**Instructions for the task**
Copy the data below with every "bounding box" changed to "rectangle" and everything else left as it is. Omit the pictures from your copy.

┄┄┄┄┄┄┄┄┄┄┄┄┄┄┄┄┄┄┄┄

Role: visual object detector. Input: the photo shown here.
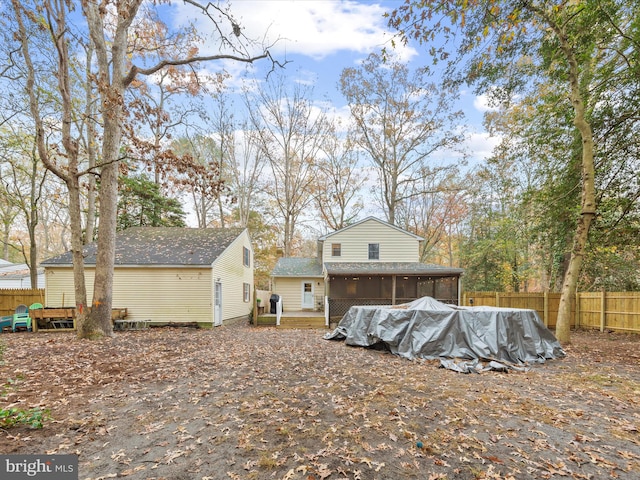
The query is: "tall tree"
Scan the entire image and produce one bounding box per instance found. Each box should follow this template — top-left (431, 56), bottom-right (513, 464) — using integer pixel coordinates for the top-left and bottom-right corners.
top-left (251, 76), bottom-right (327, 257)
top-left (340, 53), bottom-right (463, 224)
top-left (390, 0), bottom-right (640, 342)
top-left (118, 175), bottom-right (186, 230)
top-left (12, 0), bottom-right (268, 338)
top-left (314, 120), bottom-right (366, 231)
top-left (171, 131), bottom-right (226, 228)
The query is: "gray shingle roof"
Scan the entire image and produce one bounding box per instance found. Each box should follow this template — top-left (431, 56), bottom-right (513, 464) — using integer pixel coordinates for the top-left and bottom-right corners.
top-left (324, 262), bottom-right (464, 276)
top-left (41, 227), bottom-right (244, 266)
top-left (271, 257), bottom-right (323, 277)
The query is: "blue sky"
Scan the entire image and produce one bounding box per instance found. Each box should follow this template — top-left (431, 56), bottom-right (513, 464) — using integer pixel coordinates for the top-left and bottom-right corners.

┄┄┄┄┄┄┄┄┄┄┄┄┄┄┄┄┄┄┄┄

**The completed task**
Role: visual object detector. Input: the photo shown here.
The query is: "tall tree"
Scan the entire image and produce one rectangle per instance found. Each box should follow this template — top-left (431, 56), bottom-right (513, 464) — using integer pixel coordinates for the top-left and bottom-right corners.
top-left (251, 76), bottom-right (327, 257)
top-left (340, 53), bottom-right (463, 224)
top-left (390, 0), bottom-right (640, 342)
top-left (118, 175), bottom-right (186, 230)
top-left (12, 0), bottom-right (268, 338)
top-left (314, 120), bottom-right (366, 231)
top-left (171, 131), bottom-right (226, 228)
The query is: "gray shingle roof"
Scan the entire image and produce one rectangle per instance found. Each box should follow this template — top-left (431, 56), bottom-right (513, 464) — using integer pixel coordinates for the top-left and bottom-right corners.
top-left (324, 262), bottom-right (464, 276)
top-left (41, 227), bottom-right (244, 266)
top-left (271, 257), bottom-right (323, 277)
The query is: "blue sky"
Scan the entire image and produce one rectangle per instance found. Each box should follow this template — top-left (431, 56), bottom-right (513, 464) — using integer pixel coordinates for the top-left and bottom-right corners.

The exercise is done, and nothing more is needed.